• **The problem**:
Everything from the line containing "Trace the outline of every instance of the dark pants." through the final line of the records must be transcribed verbatim; nothing else belongs in the result.

• **Records provided**:

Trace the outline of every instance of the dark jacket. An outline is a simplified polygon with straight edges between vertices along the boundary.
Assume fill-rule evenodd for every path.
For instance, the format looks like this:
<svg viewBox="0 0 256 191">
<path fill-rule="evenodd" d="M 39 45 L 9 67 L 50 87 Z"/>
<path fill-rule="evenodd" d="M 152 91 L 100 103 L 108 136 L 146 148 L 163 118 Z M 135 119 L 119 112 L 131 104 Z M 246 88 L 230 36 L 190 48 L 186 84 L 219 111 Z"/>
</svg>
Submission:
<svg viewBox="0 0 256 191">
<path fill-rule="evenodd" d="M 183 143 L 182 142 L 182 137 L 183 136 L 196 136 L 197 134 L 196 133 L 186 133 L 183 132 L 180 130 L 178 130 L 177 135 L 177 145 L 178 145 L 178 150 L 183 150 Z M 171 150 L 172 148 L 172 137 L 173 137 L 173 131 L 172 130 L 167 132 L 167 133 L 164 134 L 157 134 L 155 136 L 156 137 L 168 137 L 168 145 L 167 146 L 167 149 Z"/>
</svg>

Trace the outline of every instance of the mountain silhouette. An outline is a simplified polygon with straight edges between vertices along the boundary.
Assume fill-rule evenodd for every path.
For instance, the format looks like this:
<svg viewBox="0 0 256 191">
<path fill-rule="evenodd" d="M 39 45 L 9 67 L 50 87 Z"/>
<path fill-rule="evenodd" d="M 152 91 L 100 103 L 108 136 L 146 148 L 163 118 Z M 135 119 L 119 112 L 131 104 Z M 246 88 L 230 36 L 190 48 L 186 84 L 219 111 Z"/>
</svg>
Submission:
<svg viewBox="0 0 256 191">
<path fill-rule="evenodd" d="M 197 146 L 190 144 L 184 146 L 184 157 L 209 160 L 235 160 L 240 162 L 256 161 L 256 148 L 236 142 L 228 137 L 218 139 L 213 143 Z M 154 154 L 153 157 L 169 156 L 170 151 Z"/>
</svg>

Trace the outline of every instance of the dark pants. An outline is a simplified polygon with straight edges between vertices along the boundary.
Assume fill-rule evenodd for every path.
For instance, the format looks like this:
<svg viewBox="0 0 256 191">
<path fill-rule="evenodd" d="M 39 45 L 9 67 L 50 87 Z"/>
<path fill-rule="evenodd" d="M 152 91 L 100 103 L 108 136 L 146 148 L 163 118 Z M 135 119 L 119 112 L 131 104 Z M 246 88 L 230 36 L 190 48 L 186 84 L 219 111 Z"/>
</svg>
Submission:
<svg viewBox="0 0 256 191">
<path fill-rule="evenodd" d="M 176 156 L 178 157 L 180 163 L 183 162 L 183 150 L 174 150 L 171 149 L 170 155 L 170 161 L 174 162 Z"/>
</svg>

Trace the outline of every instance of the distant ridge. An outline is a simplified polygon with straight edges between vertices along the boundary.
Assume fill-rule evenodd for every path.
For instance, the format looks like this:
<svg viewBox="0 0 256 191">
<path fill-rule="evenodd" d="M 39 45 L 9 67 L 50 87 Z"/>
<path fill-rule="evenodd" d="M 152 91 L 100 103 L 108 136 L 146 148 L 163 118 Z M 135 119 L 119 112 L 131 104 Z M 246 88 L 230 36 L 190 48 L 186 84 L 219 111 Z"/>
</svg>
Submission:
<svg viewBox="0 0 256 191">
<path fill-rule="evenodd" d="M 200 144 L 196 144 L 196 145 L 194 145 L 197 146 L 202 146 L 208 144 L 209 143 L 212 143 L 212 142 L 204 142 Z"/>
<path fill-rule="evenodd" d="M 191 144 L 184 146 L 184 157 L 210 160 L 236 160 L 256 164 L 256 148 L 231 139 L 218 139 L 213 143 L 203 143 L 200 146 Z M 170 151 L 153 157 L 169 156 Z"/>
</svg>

• **Full response**:
Trace the outline of every instance of the dark pants. An outline is a simplified polygon with straight edges between vertices along the boundary.
Assume fill-rule evenodd for every path.
For instance, the format looks like this:
<svg viewBox="0 0 256 191">
<path fill-rule="evenodd" d="M 39 45 L 9 67 L 50 87 Z"/>
<path fill-rule="evenodd" d="M 152 91 L 100 103 L 108 136 L 146 148 L 163 118 Z M 135 119 L 119 112 L 131 104 Z M 246 88 L 230 36 L 190 48 L 186 84 L 219 111 Z"/>
</svg>
Submission:
<svg viewBox="0 0 256 191">
<path fill-rule="evenodd" d="M 176 156 L 178 157 L 180 163 L 183 162 L 183 150 L 174 150 L 171 149 L 170 155 L 170 161 L 174 162 Z"/>
</svg>

Trace the outline of every instance of the distant ridge. An outline is a simplified polygon with straight edges between vertices along the boundary.
Assume fill-rule evenodd for every path.
For instance, the format looks like this:
<svg viewBox="0 0 256 191">
<path fill-rule="evenodd" d="M 39 45 L 9 67 L 50 87 Z"/>
<path fill-rule="evenodd" d="M 152 91 L 100 103 L 108 136 L 146 148 L 163 118 Z M 135 119 L 119 112 L 131 104 Z M 246 88 L 230 36 L 190 48 L 186 84 L 219 111 Z"/>
</svg>
Submission:
<svg viewBox="0 0 256 191">
<path fill-rule="evenodd" d="M 200 144 L 196 144 L 196 145 L 194 145 L 197 146 L 202 146 L 208 144 L 209 143 L 212 143 L 212 142 L 204 142 Z"/>
<path fill-rule="evenodd" d="M 191 144 L 184 146 L 184 157 L 210 160 L 236 160 L 256 164 L 256 148 L 231 139 L 218 139 L 213 143 L 203 143 L 200 146 Z M 170 151 L 153 157 L 169 156 Z"/>
</svg>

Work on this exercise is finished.